TEXT PROVIDED —
***
Until I started working in the Internal Medicine field, I never thought I’d love elderly people so much. I had grandparents growing up that of course I loved dearly, but there was something about them that seemed somewhat disconnected from me. Mostly, I attributed it to their age; I thought that they couldn’t relate to me and the things I did because they were so much older. That and I found it hard to sit down and have a good conversation with them about anything more than how school was going and what I planned to do when I grew up. Too bad I felt that way as a child, because I surely look at them and the geriatric population in a completely different way today.

After spending 2 years in an emergency room, taking care of newborns through adults, I changed fields and entered into my current job in internal medicine. The first day of work I noticed that 80% of my patient population was over the age of 50. Basically, I felt like I was taking care of my parents and grandparents each day. I soon learned that I did not miss the kids. I like kids, don’t get me wrong, but when they are sick and yelling and screaming while you fight them to look into their ears or throats, believe me, you wouldn’t miss it either!

I noticed that the younger patients who I did see in my office were often somewhat embarrassed to open up to me about their symptoms and problems. When I talked with the older patients, they looked me in the eye and told me exactly how they felt. The younger patients often skipped appointments if they were feeling better rather than calling in to cancel. The older population often still followed up as they were scheduled, “Just to be sure everything is ok.” There are always going to be some rude or non-compliant patients out there no matter the age, but what struck me about my geriatric patients was that they had no problem being kind but honest with me. If they felt a new treatment was going to be a waste of their time, they said so. I remember recommending one gentleman go see a hematologist about his abnormal blood labs and easy bruising; he flat out refused. He said, “Let’s recheck the labs again; if they are still abnormal and I need another transfusion then I will think about seeing this specialist.” He just didn’t want to be bothered, at the ripe young age of 92, with yet another doctor’s appointment when he could be at home enjoying his time with his wife. I can’t say that I blamed him.
***
ACTIVITY LIST —
a) Decide whether each statement agrees with the essay on caring for elderly patients. Answer yes or no, and quote the words of the essay that settle it. (i) The writer worked in an emergency room for two years before moving to internal medicine. (ii) The writer misses caring for children. (iii) The 92-year-old gentleman agreed to see a hematologist.
b) Pick up the essay on caring for elderly patients after its final sentence and write the next part.
The entries have nothing to do with the essay on caring for elderly patients.

RECORD EXTRACTS —
***
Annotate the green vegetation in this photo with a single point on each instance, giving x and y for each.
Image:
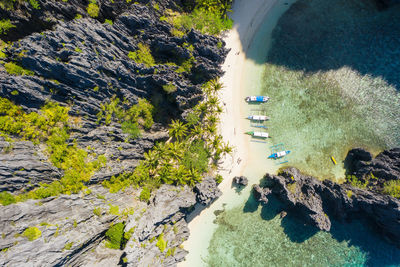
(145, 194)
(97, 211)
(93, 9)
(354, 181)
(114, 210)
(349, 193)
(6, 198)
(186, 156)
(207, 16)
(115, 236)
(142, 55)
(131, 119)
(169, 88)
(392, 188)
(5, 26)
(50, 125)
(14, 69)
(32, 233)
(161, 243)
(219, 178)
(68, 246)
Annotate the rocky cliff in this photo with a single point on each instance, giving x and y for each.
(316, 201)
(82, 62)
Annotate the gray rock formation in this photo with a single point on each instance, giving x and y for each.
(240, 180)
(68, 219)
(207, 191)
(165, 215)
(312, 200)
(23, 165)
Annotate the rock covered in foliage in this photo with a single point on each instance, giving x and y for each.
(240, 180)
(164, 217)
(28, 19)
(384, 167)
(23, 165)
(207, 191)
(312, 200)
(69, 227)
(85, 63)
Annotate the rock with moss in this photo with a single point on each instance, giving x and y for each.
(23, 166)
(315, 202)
***
TASK RESULTS —
a)
(i) Yes: "After spending 2 years in an emergency room, taking care of newborns through adults, I changed fields and entered into my current job in internal medicine."
(ii) No: "I soon learned that I did not miss the kids."
(iii) No: "he flat out refused."

b)
The best part of my day is when I actually have a few extra minutes to delve into a patient’s interests or history a little further and get to hear some of the unique stories that are out there. If they would let me, most of my older folks would love to sit and talk an hour just about how things have changed since they were young. Many of them remark to me on how young I look and how could I be the one taking care of them? I am “too young to be a doctor.” I find this cute, because I am not really a doctor, but they still call me this even when I try to correct them.

I find more pleasure in my work after caring for this population, because they are often the first ones to thank me just for listening to them. They often do not care if I know for sure what their medical problem is; if I have listened and showed sincere interest in their symptoms and explained how we were going to go about looking into their problems, that was as good to them as a diagnosis. Sometimes, I do nothing more than reassure them that the rash is nothing more than a few mosquito bites clustered over their ankle or that the cough and sniffles is just a cold and not lung cancer. Just my words can bring the biggest smiles to their faces and a “thank you so much!” several times before they head down the hallway and out the door. What this population of patients does for my self esteem and pride as a healthcare provider is nothing short of priceless.

Today’s simplest pleasure:

Get to know a few people in a different age bracket than your own; you’ll be surprised the lessons they can teach you and the satisfaction it can bring to be able to connect to those outside your own generation.